■ Problem statement:
Copy every one of the records below verbatim, omitting the pictures from your answer.

■ Entries shown:
* * * *
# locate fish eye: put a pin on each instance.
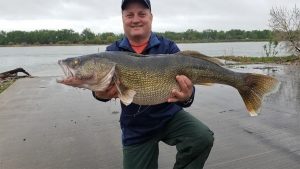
(76, 62)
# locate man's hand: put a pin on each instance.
(109, 93)
(185, 92)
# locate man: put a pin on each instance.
(144, 126)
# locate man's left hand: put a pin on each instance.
(185, 90)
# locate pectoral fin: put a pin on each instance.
(126, 96)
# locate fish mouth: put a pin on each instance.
(68, 72)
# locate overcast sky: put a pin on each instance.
(105, 15)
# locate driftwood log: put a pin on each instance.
(13, 74)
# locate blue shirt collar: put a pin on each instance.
(153, 41)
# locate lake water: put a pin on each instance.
(42, 60)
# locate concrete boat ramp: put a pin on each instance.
(45, 125)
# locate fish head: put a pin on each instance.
(88, 72)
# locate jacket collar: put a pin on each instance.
(153, 41)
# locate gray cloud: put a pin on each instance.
(104, 15)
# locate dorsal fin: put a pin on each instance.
(199, 55)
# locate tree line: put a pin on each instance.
(69, 36)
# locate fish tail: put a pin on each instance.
(254, 88)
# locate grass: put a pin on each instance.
(5, 84)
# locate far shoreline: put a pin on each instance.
(94, 44)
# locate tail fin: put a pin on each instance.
(254, 88)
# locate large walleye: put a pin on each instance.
(149, 80)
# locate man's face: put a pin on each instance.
(137, 21)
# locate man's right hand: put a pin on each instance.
(109, 93)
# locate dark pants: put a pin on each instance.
(193, 142)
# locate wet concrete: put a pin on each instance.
(47, 125)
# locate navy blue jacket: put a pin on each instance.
(140, 123)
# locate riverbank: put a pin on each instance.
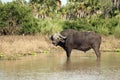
(12, 47)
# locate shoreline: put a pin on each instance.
(13, 47)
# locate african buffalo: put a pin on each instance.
(71, 39)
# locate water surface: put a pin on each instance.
(56, 67)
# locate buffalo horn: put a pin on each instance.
(61, 36)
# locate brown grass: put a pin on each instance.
(22, 44)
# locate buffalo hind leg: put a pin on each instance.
(97, 52)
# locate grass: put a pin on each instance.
(12, 47)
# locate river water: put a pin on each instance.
(56, 67)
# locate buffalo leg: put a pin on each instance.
(97, 52)
(68, 52)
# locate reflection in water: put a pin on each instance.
(52, 67)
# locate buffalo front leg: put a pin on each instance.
(68, 52)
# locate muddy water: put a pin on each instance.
(55, 67)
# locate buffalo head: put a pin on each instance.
(57, 38)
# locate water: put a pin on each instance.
(56, 67)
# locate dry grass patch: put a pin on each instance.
(10, 45)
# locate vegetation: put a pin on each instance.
(48, 16)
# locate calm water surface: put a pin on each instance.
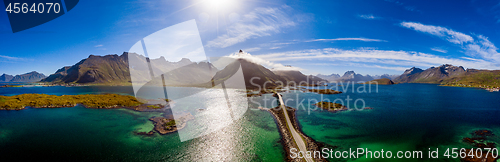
(405, 117)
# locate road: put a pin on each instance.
(296, 136)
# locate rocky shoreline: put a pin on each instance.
(164, 126)
(480, 139)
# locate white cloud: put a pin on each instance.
(437, 49)
(258, 23)
(481, 47)
(10, 58)
(252, 49)
(383, 59)
(347, 39)
(445, 33)
(370, 16)
(263, 62)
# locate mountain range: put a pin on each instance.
(28, 77)
(354, 77)
(451, 75)
(114, 69)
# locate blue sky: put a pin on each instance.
(370, 37)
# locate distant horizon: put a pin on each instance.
(314, 74)
(368, 37)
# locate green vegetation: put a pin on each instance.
(324, 91)
(19, 102)
(483, 79)
(170, 123)
(330, 106)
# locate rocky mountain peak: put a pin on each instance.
(413, 70)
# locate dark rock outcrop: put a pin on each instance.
(6, 78)
(28, 77)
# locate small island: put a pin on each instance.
(330, 106)
(480, 139)
(383, 81)
(324, 91)
(165, 126)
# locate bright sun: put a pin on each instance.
(220, 4)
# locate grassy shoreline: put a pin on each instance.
(106, 101)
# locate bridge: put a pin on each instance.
(297, 138)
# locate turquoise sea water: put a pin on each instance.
(405, 117)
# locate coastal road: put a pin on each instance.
(296, 136)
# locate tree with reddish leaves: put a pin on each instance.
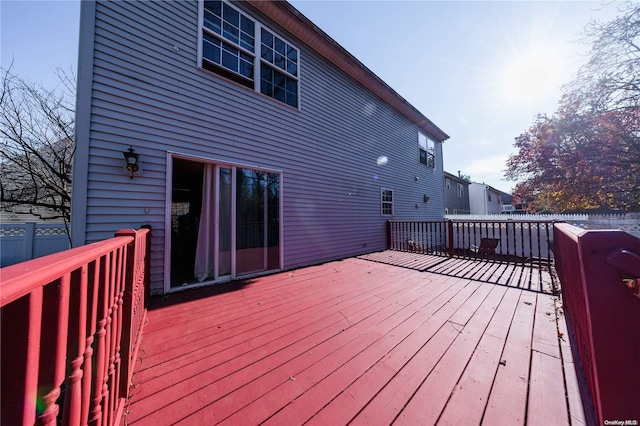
(586, 156)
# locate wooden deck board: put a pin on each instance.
(363, 340)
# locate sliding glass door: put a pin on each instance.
(234, 222)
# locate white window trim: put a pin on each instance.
(257, 56)
(383, 202)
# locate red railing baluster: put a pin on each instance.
(62, 328)
(92, 299)
(53, 354)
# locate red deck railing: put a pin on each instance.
(517, 241)
(71, 327)
(599, 273)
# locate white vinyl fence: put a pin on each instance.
(25, 241)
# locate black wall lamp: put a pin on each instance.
(131, 161)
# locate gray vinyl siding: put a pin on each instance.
(152, 96)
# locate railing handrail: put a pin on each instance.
(527, 241)
(22, 278)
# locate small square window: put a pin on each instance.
(427, 150)
(386, 198)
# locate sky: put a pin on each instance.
(480, 70)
* * * *
■ Solution for this problem:
# locate fish eye: put a pin on each instance.
(76, 62)
# locate man's hand: put a pin on each instance.
(109, 93)
(185, 92)
# locate man: put a pin on each instance.
(144, 126)
# locate man's left hand: put a pin on each instance.
(185, 90)
# locate pectoral fin: put a pin on each instance.
(126, 96)
# locate fish mouth: put a pin on each instance.
(68, 72)
# locate overcast sky: put a pin on each instance.
(105, 15)
# locate driftwood log: put a pin on each instance.
(13, 74)
# locate blue shirt collar: put a pin on each instance.
(153, 41)
# locate lake water: put a pin on each instance.
(42, 60)
# locate concrete boat ramp: put a pin on each instance.
(45, 125)
# locate fish head: put a pin on each instance.
(88, 72)
# locate jacket collar: put a pin on each instance.
(153, 41)
# locate gray cloud: put a pin on each instance.
(104, 15)
# locate dorsal fin: put a pin on each instance.
(199, 55)
# locate tree line: put a pin on each instance.
(69, 36)
# locate fish tail: put a pin on each instance.
(254, 88)
# locate grass: put a pin on each instance.
(5, 84)
# locate far shoreline: put a pin on each instance.
(94, 44)
# locate tail fin: put a pin on each instance.
(254, 88)
# locate large walleye: put a pin on each instance.
(149, 80)
# locate man's face: put a pin on each instance.
(137, 21)
# locate man's right hand: put a pin on each instance.
(109, 93)
# locate dark pants: put a pin on each instance.
(193, 142)
# locate wet concrete: put a pin on each instance.
(47, 125)
# locate navy blue jacket: put a pin on each instance.
(140, 123)
# locate riverbank: put a pin on each instance.
(12, 47)
# locate shoreline: put a pin on each instance.
(13, 47)
# locate african buffalo: put a pin on each instance.
(71, 39)
# locate water surface: put a pin on each instance.
(56, 67)
# locate buffalo horn: put a pin on each instance.
(61, 36)
# locate brown grass: put a pin on each instance.
(22, 44)
# locate buffalo hind leg: put a pin on each instance.
(97, 52)
# locate grass: put a pin on each instance.
(12, 47)
# locate river water: put a pin on each instance.
(56, 67)
# locate buffalo leg: put a pin on each instance.
(97, 52)
(68, 52)
# locate reflection in water: put a pin on each instance.
(52, 67)
# locate buffalo front leg: put a pin on each instance.
(68, 52)
# locate muddy water: put a pin on each instance.
(55, 67)
# locate buffalo head: put a pin on each instance.
(57, 38)
# locate water: put a pin on each instance.
(56, 67)
# locate dry grass patch: put a pin on each instance.
(10, 45)
# locate vegetation: put a pin on each instance.
(48, 16)
# locate calm water surface: put a pin on each instance.
(405, 117)
# locate road: put a pin on each instance.
(296, 136)
# locate rocky shoreline: put a pin on each instance.
(164, 126)
(480, 139)
# locate white cloud: put a pin on each instance.
(437, 49)
(258, 23)
(481, 47)
(10, 58)
(252, 49)
(383, 59)
(347, 39)
(445, 33)
(370, 16)
(263, 62)
# locate mountain range: put a pin on each instance.
(28, 77)
(354, 77)
(451, 75)
(114, 69)
# locate blue sky: put a pin on each instance.
(370, 37)
# locate distant horizon: put a pin on each instance.
(314, 74)
(368, 37)
# locate green vegetation: put a pin on each instance.
(324, 91)
(19, 102)
(483, 79)
(170, 123)
(330, 106)
# locate rocky mountain peak: put a pin on each instance.
(413, 70)
# locate dark rock outcrop: put a pin on each instance.
(6, 78)
(28, 77)
# locate small island: put a pin on each instance.
(330, 106)
(480, 139)
(383, 81)
(324, 91)
(165, 126)
# locate bright sun: put a pin on each instance.
(220, 4)
# locate grassy shoreline: put a pin on each instance.
(106, 101)
# locate bridge: put a pin on each instance.
(297, 138)
# locate turquoise sea water: put a pin on each instance.
(405, 117)
# locate coastal road: put a pin on each instance.
(296, 136)
# locate tree with reddish leaves: put a pin on each instance.
(586, 156)
# locate wooden deck board: put a pin on each instance.
(363, 340)
# locate sliding glass door: put a pin on each instance.
(234, 222)
# locate white window trim: put a pin on each instance.
(257, 56)
(383, 202)
# locate red railing baluster: put a pin on each instance.
(62, 328)
(92, 299)
(53, 354)
# locate red deck railing: put a pin on each instance.
(517, 241)
(71, 327)
(599, 273)
# locate white vinyl fence: put a pin on each instance.
(25, 241)
# locate black wall lamp: put a pin on each instance.
(131, 161)
# locate gray vinyl siding: put a pin on each instance.
(152, 96)
# locate railing handrail: put a pin on each instance.
(527, 241)
(22, 278)
# locate small square window: put a pin on each instance.
(427, 150)
(386, 198)
# locate sky: put a pin on each instance.
(480, 70)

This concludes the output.